[[ Text provided open ]]

What Counts as a Gold Standard
Choosing the right comparison measure is one of the trickiest parts of establishing concurrent validity. The whole analysis depends on the assumption that your reference tool is a trustworthy measure of the construct. If it isn’t, the correlation is meaningless regardless of how high it is.
An international panel of measurement experts (the COSMIN group) reached an important consensus on this point: for self-reported health outcomes, true gold standards essentially don’t exist. The one exception they identified is when a shortened version of a questionnaire is compared to its original long version. In that case, the long version can reasonably serve as the gold standard.
Outside that narrow exception, what researchers often call a “gold standard” is really just another well-established instrument. Comparing a new tool to a widely used questionnaire is more accurately described as construct validation, where you’re testing whether the two tools behave the way you’d expect if they measured the same thing. The COSMIN guidelines recommend that researchers state specific hypotheses in advance about the expected direction and strength of the correlation, rather than simply reporting whatever number they get.
Common Pitfalls
One issue is criterion contamination, where the criterion measure is influenced by factors unrelated to what you’re trying to measure. In education research, for example, using college GPA as a criterion for SAT validity is complicated by the fact that students choose different courses. Differences in course difficulty can inflate or deflate the apparent validity of the test. The criterion itself has noise baked in.
Range restriction is another problem. If your study sample doesn’t include the full range of ability or severity that the tool is designed to measure, the correlation will typically appear lower than it actually is. Testing a depression screening tool only on people with moderate symptoms, for instance, would obscure how well the tool distinguishes mild from severe cases.
There’s also the temptation to skip the hypothesis step. Running a correlation and then interpreting it after the fact makes it easy to rationalize a mediocre result. The COSMIN framework specifically calls for researchers to decide ahead of time what direction the correlation should go (positive or negative) and roughly how strong it should be. This keeps the validation process honest.
How Researchers Establish It in Practice
The typical process follows a logical sequence. First, you design or select the new instrument you want to validate. Then you identify an appropriate reference measure that’s already accepted for the same construct. You pilot test the new instrument and refine it based on feedback. Once it’s finalized, you administer both instruments to the same group of people at the same time, then calculate the correlation between the two sets of scores.
Sample size matters. Small samples produce unstable correlation estimates that can look misleadingly strong or weak. The mobility decline study mentioned earlier used 114 to 115 participants, which is fairly typical for this kind of validation work. Larger samples give more reliable estimates, particularly when you expect moderate rather than strong correlations.
The results are often presented as a correlation matrix showing how each subscale or component of the new tool relates to each component of the reference. In the mobility study, individual test-by-test correlations ranged from non-significant (the Global Physical Health questionnaire vs. some physical performance tests) to strong (the Lower Extremity Functional Scale vs. the 25-question Geriatric Locomotive Function Scale at rho = 0.68). That kind of granularity helps identify which parts of a new tool work well and which need improvement.

[[ Text provided closed ]]

* _Aim of the task_:
Reproduce the stretch of the concurrent validity text from "Common Pitfalls" through "noise baked in.", word for word.

[[ Data shown open ]]

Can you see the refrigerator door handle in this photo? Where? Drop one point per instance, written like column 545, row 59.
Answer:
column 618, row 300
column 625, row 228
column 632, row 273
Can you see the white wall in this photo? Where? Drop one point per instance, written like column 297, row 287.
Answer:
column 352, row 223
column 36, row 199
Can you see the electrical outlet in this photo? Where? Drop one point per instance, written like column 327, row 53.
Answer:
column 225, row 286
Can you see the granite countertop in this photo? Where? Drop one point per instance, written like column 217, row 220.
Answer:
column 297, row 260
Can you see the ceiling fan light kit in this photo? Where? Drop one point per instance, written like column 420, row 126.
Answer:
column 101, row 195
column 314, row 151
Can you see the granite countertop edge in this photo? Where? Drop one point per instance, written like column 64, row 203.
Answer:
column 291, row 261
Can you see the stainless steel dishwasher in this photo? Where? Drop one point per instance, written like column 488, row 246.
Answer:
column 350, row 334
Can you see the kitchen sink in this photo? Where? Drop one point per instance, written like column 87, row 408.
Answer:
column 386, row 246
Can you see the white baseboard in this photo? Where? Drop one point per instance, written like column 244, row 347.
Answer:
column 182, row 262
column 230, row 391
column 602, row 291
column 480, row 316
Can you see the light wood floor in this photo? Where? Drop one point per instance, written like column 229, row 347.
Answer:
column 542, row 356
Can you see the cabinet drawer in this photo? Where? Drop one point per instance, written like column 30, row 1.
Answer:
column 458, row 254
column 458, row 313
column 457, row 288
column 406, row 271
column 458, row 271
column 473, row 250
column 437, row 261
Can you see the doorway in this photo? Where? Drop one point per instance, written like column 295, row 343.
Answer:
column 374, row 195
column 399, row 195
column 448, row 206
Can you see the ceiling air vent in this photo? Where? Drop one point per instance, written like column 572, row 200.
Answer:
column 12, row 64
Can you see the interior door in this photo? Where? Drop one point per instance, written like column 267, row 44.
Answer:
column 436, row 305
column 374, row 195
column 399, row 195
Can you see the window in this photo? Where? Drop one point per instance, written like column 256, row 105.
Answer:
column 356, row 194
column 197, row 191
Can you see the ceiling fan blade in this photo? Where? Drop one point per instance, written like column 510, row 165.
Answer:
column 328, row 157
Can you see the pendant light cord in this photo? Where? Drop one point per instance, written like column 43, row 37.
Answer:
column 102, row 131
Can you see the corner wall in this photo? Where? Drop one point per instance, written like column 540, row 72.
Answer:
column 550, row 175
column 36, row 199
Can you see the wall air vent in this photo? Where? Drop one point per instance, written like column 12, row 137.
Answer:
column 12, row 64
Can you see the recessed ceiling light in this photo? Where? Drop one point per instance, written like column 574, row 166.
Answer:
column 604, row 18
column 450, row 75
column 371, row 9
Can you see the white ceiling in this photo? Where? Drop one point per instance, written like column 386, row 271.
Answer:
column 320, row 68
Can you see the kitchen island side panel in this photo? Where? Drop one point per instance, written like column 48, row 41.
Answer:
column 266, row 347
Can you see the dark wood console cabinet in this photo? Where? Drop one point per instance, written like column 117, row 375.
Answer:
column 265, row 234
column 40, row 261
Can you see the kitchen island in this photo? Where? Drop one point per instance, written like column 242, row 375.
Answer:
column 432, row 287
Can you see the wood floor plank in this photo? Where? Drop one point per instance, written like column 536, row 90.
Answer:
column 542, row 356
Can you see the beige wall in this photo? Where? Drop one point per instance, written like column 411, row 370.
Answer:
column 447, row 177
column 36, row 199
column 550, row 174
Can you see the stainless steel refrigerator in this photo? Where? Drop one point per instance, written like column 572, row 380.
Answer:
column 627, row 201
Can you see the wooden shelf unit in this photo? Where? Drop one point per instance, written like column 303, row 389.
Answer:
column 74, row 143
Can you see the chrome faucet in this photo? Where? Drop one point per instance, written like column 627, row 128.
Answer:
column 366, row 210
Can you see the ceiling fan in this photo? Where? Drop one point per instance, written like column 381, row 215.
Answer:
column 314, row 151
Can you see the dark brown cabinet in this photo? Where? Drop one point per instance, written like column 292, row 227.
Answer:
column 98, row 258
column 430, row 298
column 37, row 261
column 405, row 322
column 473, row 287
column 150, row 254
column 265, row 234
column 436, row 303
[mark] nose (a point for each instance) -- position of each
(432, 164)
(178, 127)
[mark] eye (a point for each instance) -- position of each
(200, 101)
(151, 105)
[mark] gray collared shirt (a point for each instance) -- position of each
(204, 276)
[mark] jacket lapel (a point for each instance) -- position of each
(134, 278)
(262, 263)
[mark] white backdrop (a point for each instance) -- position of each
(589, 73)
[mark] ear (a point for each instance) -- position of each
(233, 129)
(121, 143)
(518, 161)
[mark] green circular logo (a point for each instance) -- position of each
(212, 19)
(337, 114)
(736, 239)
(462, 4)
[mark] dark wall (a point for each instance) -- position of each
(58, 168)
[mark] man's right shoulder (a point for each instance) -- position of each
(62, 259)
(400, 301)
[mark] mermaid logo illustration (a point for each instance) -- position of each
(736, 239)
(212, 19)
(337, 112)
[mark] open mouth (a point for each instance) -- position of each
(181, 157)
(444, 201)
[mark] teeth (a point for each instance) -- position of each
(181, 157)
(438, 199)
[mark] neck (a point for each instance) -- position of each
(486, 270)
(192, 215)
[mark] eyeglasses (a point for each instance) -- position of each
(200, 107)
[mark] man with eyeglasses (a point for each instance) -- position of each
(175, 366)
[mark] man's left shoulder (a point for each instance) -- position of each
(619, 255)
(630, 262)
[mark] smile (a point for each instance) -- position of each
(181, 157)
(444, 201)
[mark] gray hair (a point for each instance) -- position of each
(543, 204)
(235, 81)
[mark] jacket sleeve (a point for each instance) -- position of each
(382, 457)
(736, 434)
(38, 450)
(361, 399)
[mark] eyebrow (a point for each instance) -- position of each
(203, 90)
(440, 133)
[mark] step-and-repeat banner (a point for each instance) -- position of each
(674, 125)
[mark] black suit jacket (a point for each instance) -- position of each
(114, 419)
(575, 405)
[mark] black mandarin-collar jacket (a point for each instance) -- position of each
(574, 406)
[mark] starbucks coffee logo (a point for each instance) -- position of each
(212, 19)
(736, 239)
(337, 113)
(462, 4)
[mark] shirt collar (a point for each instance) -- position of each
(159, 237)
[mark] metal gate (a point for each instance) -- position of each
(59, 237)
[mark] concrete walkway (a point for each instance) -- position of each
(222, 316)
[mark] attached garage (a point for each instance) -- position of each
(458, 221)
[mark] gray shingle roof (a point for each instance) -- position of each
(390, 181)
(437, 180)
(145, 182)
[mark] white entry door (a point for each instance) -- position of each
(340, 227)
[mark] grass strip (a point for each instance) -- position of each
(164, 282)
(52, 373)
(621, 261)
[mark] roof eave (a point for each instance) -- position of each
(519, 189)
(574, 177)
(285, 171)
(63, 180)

[[ Data shown closed ]]

* _Solution_:
Common Pitfalls
One issue is criterion contamination, where the criterion measure is influenced by factors unrelated to what you’re trying to measure. In education research, for example, using college GPA as a criterion for SAT validity is complicated by the fact that students choose different courses. Differences in course difficulty can inflate or deflate the apparent validity of the test. The criterion itself has noise baked in.